Document text:
========
From 569cd4eaae31f429cd5d4dce9f4294c425e5c48e Mon Sep 17 00:00:00 2001
From: Alex Bokov <bokov@uthscsa.edu>
Date: Wed, 9 Oct 2019 16:30:22 -0500
Subject: [PATCH 2/4] Minor tweak-- removed redundant 'fwf' entry from
 'txtformats' in the test for isfiletext()

---
 tests/testthat/test_isfiletext.R | 2 +-
 1 file changed, 1 insertion(+), 1 deletion(-)

diff --git a/tests/testthat/test_isfiletext.R b/tests/testthat/test_isfiletext.R
index ccbb00b..0ea6629 100644
--- a/tests/testthat/test_isfiletext.R
+++ b/tests/testthat/test_isfiletext.R
@@ -1,7 +1,7 @@
 context("correctly identifying files as text vs binary")
 require("datasets")
 
-txtformats <- c("arff","csv","csv2","dump","fwf","psv","r","tsv","txt","fwf")
+txtformats <- c("arff","csv","csv2","dump","fwf","psv","r","tsv","txt")
 binformats <- c("dbf","dta","rda","rdata","rds","sas7bdat","sav","xlsx","xpt")
 names(iris) <- gsub("\\.","_",names(iris))
========
Dataset content:

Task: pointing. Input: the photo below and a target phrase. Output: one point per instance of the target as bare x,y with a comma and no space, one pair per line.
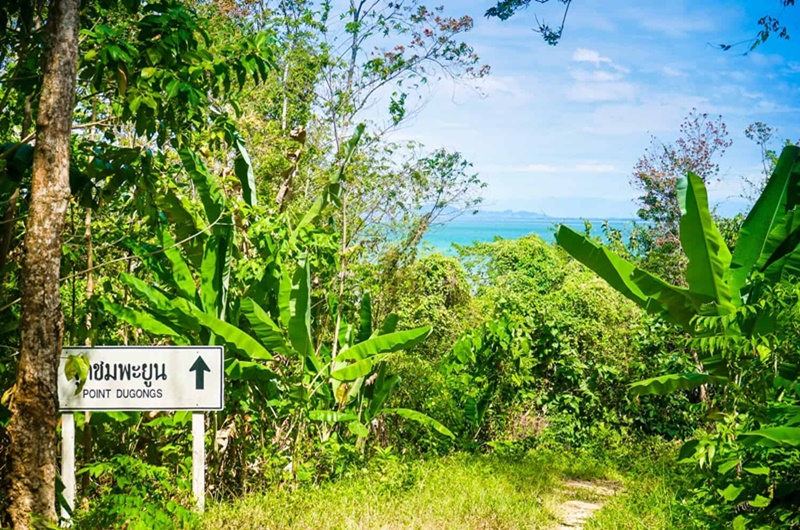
========
Exercise tasks:
(a) Please list every R function called in the code lines of the isfiletext test patch, meaning the lines after the "@@ -1,7 +1,7 @@" header.
(b) Write the next part of the isfiletext test patch, starting after its last line.

The answers:
(a) context, require, c, names, gsub

(b)
From a3b5af401081999b0668296f556d6bd94c3c21a7 Mon Sep 17 00:00:00 2001
From: Alex Bokov <bokov@uthscsa.edu>
Date: Fri, 20 Dec 2019 13:04:20 -0600
Subject: [PATCH 3/4] Incorporating feedback from
 #239#pullrequestreview-335144814 and merging in changes to master

---
 NAMESPACE                        |  2 +-
 NEWS.md                          |  1 +
 R/isfiletext.R                   | 57 ++++++++++++----------
 man/is_file_text.Rd              | 38 +++++++++++++++
 man/isfiletext.Rd                | 45 ------------------
 tests/testthat/test_isfiletext.R | 81 ++++++++++++++++----------------
 6 files changed, 113 insertions(+), 111 deletions(-)
 create mode 100644 man/is_file_text.Rd
 delete mode 100644 man/isfiletext.Rd

diff --git a/NAMESPACE b/NAMESPACE
index 50730ba..57cc8b8 100644
--- a/NAMESPACE
+++ b/NAMESPACE
@@ -87,7 +87,7 @@ export(get_ext)
 export(import)
 export(import_list)
 export(install_formats)
-export(isfiletext)
+export(is_file_text)
 export(spread_attrs)
 importFrom(curl,curl_fetch_memory)
 importFrom(curl,parse_headers)
diff --git a/NEWS.md b/NEWS.md
index 0b4bb5b..f0c9448 100644
--- a/NEWS.md
+++ b/NEWS.md
@@ -1,6 +1,7 @@
 # rio 0.5.22
 
 * Added an `export_list()` function to write a list of data frames to multiple files using a vector of file names or a file pattern. (#207, h/t Bill Denney)
+* Added an `is_file_text()` function to determine whether a file is in a plain-text format. Optionally narrower subsets of characters can be specified, e.g. ASCII. (#236 Alex Bokov)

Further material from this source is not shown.